(Dataset records)
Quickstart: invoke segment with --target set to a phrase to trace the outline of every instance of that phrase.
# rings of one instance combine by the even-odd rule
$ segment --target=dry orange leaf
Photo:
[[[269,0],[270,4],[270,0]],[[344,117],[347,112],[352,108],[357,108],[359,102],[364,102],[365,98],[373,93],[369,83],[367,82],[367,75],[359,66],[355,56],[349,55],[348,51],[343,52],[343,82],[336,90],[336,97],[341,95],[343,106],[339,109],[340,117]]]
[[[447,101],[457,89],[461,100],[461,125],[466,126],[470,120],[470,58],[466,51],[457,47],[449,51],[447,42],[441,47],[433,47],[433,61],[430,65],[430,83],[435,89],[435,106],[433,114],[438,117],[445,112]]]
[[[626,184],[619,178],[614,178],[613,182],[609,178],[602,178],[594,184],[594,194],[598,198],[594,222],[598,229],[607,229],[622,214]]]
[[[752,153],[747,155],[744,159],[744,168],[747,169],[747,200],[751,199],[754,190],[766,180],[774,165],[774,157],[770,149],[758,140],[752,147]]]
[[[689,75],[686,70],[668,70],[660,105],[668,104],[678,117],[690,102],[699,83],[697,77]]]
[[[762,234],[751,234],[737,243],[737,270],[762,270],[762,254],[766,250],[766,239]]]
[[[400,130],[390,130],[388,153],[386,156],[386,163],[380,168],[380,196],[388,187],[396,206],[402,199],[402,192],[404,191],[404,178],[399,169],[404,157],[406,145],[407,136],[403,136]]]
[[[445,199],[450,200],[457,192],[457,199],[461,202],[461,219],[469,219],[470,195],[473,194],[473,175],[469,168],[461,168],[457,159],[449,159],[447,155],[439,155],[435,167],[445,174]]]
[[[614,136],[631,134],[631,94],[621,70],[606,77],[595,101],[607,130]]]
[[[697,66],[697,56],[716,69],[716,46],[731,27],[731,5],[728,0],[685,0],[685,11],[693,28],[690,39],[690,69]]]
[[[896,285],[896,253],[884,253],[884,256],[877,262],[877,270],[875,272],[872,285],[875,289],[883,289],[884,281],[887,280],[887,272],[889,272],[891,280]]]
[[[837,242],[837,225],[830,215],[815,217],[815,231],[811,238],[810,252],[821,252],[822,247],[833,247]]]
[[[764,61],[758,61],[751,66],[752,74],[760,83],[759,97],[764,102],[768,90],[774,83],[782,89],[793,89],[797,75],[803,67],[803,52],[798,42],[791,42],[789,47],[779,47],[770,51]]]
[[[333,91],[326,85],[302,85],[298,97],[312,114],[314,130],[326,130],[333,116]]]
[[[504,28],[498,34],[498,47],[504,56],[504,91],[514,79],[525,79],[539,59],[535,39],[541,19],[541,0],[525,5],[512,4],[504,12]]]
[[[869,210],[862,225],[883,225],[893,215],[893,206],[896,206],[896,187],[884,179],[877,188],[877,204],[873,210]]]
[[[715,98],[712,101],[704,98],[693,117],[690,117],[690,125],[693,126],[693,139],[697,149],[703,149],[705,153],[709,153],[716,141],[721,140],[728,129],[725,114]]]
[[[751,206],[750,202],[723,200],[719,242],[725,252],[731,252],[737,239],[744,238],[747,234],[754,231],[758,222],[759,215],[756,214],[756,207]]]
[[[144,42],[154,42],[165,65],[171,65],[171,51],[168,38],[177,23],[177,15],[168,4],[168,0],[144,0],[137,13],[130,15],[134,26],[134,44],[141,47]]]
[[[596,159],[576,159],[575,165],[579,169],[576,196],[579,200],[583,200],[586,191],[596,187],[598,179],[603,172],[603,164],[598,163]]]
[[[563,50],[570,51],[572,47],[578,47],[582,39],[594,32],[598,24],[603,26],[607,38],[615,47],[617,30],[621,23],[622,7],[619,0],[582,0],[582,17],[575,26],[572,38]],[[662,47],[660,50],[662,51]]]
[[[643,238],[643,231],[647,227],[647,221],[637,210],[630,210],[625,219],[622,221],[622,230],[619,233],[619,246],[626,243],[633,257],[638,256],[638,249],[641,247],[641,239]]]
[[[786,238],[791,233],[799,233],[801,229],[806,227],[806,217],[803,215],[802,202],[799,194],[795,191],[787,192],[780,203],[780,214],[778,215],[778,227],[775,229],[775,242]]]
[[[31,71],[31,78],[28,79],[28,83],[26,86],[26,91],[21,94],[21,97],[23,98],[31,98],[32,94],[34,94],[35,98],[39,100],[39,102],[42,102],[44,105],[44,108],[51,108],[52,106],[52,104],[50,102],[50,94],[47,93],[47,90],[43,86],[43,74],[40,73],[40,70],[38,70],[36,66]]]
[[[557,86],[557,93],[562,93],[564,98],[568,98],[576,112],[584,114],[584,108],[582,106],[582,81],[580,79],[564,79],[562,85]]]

* [Job]:
Locate each line of the listing above that contains the string "segment" and copy those lines in full. Treat uppercase and lowercase letters as different.

* [Solution below]:
Quickstart: invoke segment with --target set to a phrase to trace the outline of every instance of that phrase.
$ segment --target=dry orange leaf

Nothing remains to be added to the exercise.